> [Excerpted data]

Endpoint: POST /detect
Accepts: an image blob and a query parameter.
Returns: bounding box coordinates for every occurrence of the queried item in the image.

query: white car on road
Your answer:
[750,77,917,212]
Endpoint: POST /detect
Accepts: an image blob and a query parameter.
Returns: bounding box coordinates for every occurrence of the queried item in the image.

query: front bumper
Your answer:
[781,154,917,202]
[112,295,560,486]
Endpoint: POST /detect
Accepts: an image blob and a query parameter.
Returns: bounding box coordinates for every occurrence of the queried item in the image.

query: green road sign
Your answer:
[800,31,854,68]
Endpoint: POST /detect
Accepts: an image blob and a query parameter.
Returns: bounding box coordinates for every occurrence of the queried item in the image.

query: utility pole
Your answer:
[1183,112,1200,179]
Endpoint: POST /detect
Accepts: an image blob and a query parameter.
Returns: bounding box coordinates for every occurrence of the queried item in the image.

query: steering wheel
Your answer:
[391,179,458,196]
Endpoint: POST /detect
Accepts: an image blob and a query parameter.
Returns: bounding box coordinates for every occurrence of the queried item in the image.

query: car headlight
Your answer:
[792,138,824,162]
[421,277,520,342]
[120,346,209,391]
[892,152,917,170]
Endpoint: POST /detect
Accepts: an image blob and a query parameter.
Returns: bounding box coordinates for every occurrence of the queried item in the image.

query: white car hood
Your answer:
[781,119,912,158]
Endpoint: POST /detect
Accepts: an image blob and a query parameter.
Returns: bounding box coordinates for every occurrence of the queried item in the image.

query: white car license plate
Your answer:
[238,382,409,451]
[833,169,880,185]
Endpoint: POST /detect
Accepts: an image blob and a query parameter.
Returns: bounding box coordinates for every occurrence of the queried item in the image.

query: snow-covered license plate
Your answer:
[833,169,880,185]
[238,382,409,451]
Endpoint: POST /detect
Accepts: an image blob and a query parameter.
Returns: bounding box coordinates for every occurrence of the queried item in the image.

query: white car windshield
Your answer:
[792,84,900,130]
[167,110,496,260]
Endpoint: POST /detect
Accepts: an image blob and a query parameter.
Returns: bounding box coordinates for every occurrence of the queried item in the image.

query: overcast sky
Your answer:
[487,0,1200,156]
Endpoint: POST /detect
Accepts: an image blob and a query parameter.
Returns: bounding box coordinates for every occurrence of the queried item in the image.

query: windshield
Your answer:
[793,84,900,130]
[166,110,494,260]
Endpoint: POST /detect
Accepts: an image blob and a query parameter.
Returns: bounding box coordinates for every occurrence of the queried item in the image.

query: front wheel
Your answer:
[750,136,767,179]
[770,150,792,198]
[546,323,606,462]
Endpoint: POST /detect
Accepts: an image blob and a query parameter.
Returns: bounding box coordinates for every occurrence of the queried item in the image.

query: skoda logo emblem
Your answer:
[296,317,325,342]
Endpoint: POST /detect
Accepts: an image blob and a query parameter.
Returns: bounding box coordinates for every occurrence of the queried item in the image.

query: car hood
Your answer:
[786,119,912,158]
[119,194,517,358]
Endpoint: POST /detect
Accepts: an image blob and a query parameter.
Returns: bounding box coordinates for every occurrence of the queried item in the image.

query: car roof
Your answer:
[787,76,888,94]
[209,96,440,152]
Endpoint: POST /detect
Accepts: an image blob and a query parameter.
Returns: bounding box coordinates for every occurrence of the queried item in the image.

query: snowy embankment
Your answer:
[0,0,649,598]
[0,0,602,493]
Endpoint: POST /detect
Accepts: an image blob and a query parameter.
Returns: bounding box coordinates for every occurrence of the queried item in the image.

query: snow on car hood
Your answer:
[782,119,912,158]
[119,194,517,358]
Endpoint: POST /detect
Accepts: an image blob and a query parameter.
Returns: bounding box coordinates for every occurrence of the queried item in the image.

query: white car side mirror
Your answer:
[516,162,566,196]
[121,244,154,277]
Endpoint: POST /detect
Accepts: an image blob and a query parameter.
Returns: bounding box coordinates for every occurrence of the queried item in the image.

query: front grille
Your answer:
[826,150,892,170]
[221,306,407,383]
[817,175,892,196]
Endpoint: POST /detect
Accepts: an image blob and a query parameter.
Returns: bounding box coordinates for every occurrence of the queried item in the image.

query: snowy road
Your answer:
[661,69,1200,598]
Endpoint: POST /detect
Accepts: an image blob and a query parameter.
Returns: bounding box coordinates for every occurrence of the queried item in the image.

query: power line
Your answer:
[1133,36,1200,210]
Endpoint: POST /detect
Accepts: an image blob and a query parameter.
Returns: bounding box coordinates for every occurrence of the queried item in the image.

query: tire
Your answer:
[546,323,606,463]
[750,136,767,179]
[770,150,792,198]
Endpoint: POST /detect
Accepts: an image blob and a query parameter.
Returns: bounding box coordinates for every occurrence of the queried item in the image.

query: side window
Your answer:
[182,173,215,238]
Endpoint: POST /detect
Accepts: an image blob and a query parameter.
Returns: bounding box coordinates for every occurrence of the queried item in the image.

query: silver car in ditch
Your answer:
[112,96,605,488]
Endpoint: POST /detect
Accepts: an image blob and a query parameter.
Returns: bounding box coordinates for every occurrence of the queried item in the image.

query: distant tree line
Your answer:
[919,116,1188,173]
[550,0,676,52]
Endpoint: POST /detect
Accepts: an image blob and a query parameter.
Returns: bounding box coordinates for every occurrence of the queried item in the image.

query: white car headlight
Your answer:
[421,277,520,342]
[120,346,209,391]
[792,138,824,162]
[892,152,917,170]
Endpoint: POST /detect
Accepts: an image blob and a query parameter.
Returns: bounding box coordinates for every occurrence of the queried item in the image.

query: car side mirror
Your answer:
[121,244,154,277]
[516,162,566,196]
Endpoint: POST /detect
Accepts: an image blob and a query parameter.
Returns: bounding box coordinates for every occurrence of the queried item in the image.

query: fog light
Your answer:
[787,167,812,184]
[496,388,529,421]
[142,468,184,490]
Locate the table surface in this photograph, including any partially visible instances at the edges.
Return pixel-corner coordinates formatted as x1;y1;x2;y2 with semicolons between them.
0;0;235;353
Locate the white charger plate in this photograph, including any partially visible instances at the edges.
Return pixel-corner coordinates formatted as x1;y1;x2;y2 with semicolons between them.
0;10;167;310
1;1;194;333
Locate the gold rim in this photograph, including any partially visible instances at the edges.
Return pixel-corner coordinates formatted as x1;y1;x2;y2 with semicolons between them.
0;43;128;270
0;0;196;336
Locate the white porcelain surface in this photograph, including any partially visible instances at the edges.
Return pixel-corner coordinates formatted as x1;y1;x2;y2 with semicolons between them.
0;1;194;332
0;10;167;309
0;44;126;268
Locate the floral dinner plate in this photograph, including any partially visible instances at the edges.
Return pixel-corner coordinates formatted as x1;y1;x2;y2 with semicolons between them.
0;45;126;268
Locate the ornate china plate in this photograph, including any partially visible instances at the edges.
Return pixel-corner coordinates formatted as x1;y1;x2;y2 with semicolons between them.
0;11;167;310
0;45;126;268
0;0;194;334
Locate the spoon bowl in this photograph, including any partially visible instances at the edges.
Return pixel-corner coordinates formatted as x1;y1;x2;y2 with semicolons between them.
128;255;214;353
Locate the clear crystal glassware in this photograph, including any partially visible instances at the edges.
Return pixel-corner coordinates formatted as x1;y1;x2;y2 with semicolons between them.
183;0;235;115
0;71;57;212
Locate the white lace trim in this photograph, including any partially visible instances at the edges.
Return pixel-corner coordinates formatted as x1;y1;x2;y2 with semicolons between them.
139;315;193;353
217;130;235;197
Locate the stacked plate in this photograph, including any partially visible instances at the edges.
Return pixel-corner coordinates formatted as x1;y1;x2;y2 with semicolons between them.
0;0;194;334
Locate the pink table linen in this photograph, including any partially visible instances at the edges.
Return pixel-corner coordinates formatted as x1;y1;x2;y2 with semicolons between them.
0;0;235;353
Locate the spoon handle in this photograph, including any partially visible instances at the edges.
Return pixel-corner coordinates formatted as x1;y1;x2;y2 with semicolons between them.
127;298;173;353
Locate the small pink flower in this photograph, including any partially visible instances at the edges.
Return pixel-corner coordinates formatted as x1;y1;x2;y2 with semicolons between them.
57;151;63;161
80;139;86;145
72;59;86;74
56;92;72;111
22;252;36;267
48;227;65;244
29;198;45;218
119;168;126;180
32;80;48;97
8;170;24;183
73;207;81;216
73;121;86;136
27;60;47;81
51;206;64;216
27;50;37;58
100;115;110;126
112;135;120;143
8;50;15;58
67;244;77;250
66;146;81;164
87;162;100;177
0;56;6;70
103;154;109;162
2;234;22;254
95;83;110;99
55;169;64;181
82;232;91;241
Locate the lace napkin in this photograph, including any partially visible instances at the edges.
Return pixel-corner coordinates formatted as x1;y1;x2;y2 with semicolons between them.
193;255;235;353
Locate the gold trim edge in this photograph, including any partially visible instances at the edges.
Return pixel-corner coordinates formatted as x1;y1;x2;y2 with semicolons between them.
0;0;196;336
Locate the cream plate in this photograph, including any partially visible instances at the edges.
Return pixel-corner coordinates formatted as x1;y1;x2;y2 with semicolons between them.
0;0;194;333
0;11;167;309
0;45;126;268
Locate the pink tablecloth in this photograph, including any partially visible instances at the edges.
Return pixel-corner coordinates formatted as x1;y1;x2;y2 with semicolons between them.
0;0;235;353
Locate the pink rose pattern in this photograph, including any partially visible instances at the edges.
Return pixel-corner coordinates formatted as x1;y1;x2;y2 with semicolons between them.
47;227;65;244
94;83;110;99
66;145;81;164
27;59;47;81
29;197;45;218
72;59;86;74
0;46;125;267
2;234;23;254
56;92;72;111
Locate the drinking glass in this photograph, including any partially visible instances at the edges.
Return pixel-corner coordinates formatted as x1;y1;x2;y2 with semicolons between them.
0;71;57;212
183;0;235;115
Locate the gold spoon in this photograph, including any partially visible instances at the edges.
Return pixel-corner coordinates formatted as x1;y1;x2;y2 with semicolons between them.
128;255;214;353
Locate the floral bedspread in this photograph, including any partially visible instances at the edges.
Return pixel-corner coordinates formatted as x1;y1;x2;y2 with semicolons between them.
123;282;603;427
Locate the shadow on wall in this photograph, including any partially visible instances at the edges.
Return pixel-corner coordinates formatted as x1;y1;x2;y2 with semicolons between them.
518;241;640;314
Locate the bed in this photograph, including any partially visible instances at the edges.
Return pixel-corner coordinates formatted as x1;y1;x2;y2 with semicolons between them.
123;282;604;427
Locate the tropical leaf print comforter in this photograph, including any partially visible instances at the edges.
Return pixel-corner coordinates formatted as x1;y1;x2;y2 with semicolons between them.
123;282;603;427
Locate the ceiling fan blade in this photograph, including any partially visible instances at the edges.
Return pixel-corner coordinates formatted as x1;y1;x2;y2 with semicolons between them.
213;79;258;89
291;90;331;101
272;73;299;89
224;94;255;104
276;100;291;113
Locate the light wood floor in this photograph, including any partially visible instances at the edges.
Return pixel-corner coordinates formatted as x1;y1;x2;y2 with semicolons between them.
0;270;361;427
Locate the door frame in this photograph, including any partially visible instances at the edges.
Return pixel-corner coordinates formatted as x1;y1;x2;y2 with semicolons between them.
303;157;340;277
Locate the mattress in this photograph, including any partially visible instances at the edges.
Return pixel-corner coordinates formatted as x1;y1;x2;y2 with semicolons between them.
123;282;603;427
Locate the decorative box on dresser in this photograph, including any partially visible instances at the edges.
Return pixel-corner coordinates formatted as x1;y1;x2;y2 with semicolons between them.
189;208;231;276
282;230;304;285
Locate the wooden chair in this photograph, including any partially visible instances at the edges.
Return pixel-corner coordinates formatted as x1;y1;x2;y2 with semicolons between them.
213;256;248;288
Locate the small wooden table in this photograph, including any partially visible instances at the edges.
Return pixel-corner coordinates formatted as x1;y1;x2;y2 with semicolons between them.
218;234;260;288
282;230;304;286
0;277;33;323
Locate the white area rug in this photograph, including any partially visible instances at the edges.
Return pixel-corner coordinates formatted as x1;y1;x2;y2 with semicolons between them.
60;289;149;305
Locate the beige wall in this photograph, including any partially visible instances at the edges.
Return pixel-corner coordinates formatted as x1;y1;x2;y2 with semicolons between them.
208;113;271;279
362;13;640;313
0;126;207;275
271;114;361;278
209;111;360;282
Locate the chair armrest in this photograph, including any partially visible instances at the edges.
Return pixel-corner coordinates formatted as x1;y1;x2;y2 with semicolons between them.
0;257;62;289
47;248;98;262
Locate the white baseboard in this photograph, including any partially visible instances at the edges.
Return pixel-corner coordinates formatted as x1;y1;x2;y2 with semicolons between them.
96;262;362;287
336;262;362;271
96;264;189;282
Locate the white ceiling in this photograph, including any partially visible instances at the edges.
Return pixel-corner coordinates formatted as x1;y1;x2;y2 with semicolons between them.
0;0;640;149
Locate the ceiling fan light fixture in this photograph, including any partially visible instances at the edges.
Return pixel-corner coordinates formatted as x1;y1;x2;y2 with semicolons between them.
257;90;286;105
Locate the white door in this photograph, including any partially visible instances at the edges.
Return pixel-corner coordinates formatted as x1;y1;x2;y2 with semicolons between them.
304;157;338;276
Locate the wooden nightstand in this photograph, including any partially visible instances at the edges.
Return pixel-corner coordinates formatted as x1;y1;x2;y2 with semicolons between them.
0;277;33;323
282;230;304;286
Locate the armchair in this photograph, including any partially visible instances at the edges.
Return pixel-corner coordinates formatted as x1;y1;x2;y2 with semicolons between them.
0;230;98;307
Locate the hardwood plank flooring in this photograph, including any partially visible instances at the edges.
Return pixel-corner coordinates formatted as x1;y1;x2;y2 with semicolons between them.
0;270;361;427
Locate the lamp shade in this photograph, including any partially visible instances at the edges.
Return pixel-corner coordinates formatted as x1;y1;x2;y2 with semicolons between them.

> [Stated problem]
Recast as a JSON list of strings the lines beginning at the line that contains "Locate the ornate" and stopping after the line that contains "82;232;91;241", one string per line, leaving out any blank lines.

> [Result]
[
  "Locate the ornate china plate in this photograph, including any partially visible instances at the edges.",
  "Return pixel-corner coordinates formatted as x1;y1;x2;y2 with semicolons between them.",
  "0;11;167;310",
  "0;45;126;268",
  "0;0;194;334",
  "Locate the spoon bowl in this photograph, including any partially visible instances at the edges.",
  "Return pixel-corner coordinates formatted as x1;y1;x2;y2 with semicolons between them.",
  "128;255;214;353",
  "Locate the clear crystal glassware in this photograph, including any partially visible instances at the edges.",
  "Return pixel-corner coordinates formatted as x1;y1;x2;y2 with semicolons between them.",
  "183;0;235;115",
  "0;71;57;212",
  "Locate the white lace trim in this photograph, including any partially visible instances at the edges.",
  "Return pixel-corner coordinates formatted as x1;y1;x2;y2 with semicolons between them.",
  "139;315;193;353",
  "217;130;235;197",
  "Locate the stacked plate in this photograph, including any partially visible instances at the edges.",
  "Return pixel-corner coordinates formatted as x1;y1;x2;y2 with semicolons between them.",
  "0;0;194;334",
  "Locate the pink table linen in this photograph, including any partially visible instances at the edges.",
  "Return pixel-corner coordinates formatted as x1;y1;x2;y2 with semicolons between them.",
  "0;0;235;353",
  "Locate the spoon handle in this photograph, including any partially visible instances at the edges.",
  "Return pixel-corner coordinates formatted as x1;y1;x2;y2 with semicolons between them.",
  "127;298;173;353",
  "Locate the small pink flower in this photograph, including any partially visible instances at the edges.",
  "Return pixel-corner coordinates formatted as x1;y1;x2;y2 with semicolons between them.",
  "57;151;63;161",
  "80;139;86;145",
  "72;59;86;74",
  "56;92;72;111",
  "22;252;36;267",
  "48;227;65;244",
  "29;198;45;218",
  "119;168;126;180",
  "32;80;48;97",
  "8;170;24;183",
  "73;207;81;216",
  "73;121;86;136",
  "27;60;47;81",
  "51;206;64;216",
  "27;50;37;58",
  "100;115;110;126",
  "112;135;120;143",
  "8;50;15;58",
  "67;244;77;250",
  "66;146;81;164",
  "87;162;100;177",
  "0;56;6;70",
  "103;154;109;162",
  "2;234;22;254",
  "95;83;110;99",
  "55;169;64;181",
  "82;232;91;241"
]